- Deine Anweisungen:
Ersetze in den Daten von der Zeile mit „For every instance of the blurred field, give“ bis zum Ende „stem“ durch „stalk“. Gib nur diese Zeilen zurück und lass alles andere unverändert.

┌──

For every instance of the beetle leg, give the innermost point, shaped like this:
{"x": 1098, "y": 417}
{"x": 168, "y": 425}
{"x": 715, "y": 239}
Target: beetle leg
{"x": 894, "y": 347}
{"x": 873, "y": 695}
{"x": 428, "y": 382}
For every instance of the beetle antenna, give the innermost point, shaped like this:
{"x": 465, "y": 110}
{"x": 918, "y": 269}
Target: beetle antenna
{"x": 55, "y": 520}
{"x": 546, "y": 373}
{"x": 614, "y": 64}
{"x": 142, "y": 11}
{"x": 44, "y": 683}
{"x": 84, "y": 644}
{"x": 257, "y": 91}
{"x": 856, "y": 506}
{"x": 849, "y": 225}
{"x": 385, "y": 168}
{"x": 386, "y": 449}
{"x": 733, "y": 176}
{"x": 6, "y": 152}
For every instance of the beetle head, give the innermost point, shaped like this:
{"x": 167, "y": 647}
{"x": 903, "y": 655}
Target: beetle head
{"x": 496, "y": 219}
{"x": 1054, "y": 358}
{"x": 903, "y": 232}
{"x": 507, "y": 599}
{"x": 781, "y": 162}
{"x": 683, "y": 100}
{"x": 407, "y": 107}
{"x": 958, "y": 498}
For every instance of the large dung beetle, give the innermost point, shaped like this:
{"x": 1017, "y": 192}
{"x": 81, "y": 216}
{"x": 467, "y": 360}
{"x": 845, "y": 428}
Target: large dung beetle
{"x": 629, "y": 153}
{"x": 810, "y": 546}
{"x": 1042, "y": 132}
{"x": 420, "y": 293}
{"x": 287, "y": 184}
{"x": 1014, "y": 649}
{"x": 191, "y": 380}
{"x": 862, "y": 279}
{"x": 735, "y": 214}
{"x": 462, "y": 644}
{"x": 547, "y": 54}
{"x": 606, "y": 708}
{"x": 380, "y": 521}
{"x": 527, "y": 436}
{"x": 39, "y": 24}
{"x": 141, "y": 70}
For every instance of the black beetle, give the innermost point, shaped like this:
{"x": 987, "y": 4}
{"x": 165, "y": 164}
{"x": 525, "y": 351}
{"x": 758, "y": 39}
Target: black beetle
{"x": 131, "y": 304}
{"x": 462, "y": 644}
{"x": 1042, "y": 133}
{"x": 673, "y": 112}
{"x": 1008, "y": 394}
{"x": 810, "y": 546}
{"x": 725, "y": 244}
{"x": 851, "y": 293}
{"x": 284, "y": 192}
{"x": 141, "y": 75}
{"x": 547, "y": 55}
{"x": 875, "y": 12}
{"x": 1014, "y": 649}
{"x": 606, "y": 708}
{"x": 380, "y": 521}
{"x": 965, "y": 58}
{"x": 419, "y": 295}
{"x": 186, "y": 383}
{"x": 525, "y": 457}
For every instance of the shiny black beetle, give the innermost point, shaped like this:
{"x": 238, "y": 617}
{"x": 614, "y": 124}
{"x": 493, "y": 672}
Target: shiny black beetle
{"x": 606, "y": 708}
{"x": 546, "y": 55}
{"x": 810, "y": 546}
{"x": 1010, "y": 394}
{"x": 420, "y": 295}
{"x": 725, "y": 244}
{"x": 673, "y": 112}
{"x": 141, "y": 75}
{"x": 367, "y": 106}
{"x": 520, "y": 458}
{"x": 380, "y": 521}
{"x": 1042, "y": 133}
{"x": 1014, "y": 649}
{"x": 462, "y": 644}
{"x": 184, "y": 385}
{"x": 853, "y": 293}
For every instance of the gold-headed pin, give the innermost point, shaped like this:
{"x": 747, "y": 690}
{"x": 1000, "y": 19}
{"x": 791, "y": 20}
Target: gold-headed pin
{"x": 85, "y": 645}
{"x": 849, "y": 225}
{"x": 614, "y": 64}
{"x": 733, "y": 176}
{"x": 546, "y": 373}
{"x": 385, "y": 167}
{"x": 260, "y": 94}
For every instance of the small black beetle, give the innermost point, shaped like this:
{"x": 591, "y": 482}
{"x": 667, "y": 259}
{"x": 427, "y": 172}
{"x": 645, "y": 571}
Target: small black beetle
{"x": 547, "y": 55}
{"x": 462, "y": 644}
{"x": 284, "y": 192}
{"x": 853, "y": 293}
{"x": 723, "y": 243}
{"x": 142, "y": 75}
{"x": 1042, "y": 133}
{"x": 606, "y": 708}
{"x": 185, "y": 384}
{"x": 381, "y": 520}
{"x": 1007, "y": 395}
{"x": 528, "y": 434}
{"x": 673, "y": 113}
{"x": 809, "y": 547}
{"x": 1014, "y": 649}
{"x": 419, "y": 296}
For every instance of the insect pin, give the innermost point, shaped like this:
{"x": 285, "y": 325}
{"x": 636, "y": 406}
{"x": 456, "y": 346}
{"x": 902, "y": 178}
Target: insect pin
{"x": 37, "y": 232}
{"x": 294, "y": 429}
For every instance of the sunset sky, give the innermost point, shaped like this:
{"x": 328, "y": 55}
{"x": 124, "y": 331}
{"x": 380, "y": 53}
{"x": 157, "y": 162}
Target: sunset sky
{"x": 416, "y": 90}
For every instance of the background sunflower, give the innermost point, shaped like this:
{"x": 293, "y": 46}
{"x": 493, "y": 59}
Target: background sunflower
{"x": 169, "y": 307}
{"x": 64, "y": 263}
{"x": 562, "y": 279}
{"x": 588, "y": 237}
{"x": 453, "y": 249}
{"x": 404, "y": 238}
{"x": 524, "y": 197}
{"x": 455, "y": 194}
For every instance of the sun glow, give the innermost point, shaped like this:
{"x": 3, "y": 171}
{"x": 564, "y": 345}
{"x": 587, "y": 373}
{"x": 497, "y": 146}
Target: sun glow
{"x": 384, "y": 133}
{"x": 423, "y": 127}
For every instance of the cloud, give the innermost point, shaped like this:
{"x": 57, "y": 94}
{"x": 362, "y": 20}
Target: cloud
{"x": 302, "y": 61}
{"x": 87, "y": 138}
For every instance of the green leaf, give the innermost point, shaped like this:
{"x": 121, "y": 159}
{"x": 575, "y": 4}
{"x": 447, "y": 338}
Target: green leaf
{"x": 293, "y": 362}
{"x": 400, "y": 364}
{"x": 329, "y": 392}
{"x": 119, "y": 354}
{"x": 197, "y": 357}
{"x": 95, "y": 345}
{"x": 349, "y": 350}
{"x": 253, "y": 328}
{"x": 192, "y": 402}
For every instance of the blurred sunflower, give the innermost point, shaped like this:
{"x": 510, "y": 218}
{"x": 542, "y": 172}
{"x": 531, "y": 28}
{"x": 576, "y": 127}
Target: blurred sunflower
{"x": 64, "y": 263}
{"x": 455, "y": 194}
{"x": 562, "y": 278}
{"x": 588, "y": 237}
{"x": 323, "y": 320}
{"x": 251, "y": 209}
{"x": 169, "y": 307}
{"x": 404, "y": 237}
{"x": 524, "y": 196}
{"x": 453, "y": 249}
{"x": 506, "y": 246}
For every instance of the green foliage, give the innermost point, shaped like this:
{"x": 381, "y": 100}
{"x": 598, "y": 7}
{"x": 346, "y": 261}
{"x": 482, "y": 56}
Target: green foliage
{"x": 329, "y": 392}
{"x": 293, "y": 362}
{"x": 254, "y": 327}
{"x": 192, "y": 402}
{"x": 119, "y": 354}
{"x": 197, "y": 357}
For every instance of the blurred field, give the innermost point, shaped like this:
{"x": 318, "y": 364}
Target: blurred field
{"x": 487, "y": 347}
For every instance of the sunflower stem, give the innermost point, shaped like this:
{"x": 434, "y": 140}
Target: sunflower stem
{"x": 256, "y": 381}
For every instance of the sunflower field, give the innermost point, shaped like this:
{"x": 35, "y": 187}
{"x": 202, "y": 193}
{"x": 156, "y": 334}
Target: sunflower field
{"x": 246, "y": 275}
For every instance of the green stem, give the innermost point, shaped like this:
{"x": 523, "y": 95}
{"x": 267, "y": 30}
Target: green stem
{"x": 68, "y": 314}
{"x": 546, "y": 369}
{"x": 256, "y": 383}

└──

- Lösung der Aufgabe:
For every instance of the blurred field, give the innermost point, shaped like this:
{"x": 318, "y": 364}
Target: blurred field
{"x": 487, "y": 347}
For every instance of the sunflower stalk, give the innermost point, shaped like this:
{"x": 434, "y": 140}
Target: sunflower stalk
{"x": 256, "y": 381}
For every instance of the sunflower field, give the innermost point, shaped like this:
{"x": 35, "y": 187}
{"x": 202, "y": 193}
{"x": 156, "y": 334}
Target: sunflower field
{"x": 246, "y": 275}
For every instance of the green stalk, give the innermost point, shaped like this:
{"x": 523, "y": 95}
{"x": 267, "y": 30}
Target: green stalk
{"x": 68, "y": 314}
{"x": 546, "y": 369}
{"x": 256, "y": 383}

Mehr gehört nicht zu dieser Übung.